▶

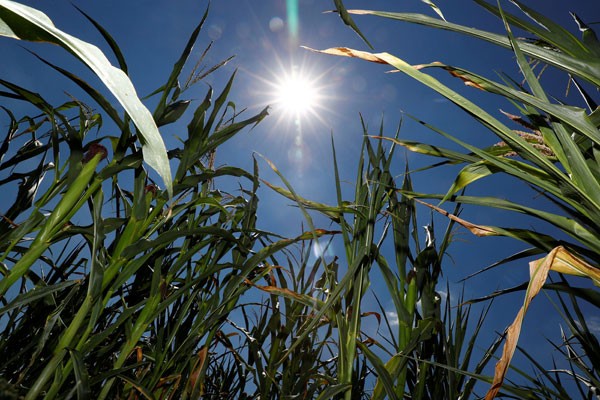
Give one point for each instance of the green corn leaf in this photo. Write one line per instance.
(21, 22)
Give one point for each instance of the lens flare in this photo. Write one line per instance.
(296, 95)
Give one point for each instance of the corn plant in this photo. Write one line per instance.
(112, 287)
(425, 354)
(555, 149)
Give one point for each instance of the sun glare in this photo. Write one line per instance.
(296, 95)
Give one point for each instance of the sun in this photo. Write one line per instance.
(296, 95)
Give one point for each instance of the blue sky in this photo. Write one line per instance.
(152, 34)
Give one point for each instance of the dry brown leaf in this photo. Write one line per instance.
(538, 272)
(347, 52)
(567, 263)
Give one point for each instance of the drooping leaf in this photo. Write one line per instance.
(22, 22)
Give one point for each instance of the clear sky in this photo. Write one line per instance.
(265, 36)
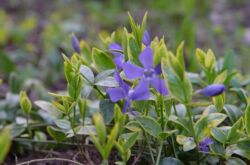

◀

### Exercise prompt:
For this exercise, give the listing again exactly as written, with the pictures omitted.

### Solved problem:
Give one point for each instance of the green corn leaf in this photo. Write one line per instance.
(21, 22)
Give one point for each instance of the lens flare in this photo. Write one line per instance.
(296, 95)
Give one point for each instance of the corn plant in this photo. Write one line per instance.
(112, 287)
(425, 354)
(555, 149)
Give one point for each instance of the sun glare in this photo. Write one line per instance.
(296, 95)
Give one point for each instance of the sun in this photo. Write one line per instance.
(296, 95)
Give one point for each instance of the blue sky in this photo. Write one line per instance.
(152, 34)
Give one point for each instance of the dry brown leaf in this photo. Write one line per instance.
(538, 272)
(347, 52)
(567, 263)
Give one point for each instance of the drooping leaf in this photo. Write one line per instance.
(22, 22)
Give one point for each instance of the clear sky in this photo. Write one line per instance.
(265, 36)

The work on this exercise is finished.